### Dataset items
━━━━━━
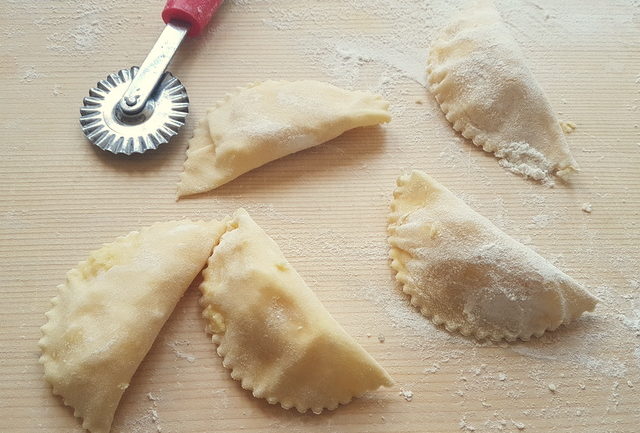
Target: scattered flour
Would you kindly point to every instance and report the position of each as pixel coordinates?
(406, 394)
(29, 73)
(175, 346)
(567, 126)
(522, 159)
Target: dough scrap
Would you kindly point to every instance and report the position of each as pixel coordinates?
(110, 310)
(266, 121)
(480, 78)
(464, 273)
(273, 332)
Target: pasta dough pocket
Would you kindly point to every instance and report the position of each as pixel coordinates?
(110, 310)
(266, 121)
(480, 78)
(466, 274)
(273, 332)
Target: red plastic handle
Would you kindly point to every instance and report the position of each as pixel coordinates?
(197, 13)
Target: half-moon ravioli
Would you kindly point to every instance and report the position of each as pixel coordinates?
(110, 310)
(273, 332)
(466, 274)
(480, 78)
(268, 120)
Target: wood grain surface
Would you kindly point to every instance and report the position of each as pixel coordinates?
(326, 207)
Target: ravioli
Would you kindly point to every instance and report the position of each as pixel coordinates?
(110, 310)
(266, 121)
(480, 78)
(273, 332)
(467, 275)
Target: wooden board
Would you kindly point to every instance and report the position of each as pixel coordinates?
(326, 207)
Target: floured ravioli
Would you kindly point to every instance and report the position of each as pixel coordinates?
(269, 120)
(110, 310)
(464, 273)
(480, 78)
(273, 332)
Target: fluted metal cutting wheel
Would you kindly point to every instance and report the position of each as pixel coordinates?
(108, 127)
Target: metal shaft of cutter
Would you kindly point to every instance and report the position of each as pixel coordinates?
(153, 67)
━━━━━━
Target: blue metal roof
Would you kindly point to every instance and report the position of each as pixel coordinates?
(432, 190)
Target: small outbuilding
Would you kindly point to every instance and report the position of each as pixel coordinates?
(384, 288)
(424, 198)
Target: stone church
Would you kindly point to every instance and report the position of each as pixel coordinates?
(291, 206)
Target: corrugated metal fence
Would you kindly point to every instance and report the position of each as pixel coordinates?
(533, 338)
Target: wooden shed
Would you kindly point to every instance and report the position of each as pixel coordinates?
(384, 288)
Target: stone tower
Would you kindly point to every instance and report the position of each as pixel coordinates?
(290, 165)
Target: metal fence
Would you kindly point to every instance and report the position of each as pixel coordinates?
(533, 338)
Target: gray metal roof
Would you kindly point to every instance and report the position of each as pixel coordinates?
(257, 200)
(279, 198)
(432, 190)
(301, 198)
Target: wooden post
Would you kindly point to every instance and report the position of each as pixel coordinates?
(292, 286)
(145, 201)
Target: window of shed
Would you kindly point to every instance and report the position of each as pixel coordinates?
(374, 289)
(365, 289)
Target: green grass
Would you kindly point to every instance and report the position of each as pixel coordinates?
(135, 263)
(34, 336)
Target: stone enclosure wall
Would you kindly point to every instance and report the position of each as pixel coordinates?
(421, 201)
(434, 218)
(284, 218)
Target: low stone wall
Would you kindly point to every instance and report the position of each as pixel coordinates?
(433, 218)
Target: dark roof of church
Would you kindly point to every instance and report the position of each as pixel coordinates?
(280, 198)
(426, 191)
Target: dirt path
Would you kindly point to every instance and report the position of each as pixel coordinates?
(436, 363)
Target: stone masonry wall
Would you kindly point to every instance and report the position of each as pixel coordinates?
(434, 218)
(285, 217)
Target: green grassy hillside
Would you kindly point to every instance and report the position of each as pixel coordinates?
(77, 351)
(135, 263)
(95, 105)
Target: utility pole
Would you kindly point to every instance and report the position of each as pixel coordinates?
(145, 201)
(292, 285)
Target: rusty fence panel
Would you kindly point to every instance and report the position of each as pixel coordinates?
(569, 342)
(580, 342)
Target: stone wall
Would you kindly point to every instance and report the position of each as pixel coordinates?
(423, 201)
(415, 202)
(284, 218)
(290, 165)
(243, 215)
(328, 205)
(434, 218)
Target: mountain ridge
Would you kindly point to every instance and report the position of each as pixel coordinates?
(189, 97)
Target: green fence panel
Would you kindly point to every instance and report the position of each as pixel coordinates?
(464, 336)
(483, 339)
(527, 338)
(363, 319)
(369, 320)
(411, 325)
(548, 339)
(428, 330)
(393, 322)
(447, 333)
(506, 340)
━━━━━━
### Exercise directions
Among the lines above, find those with the word "stone" and list them.

### Answer to this task
Target: stone church
Target: stone tower
Target: stone enclosure wall
Target: low stone wall
Target: stone masonry wall
Target: stone wall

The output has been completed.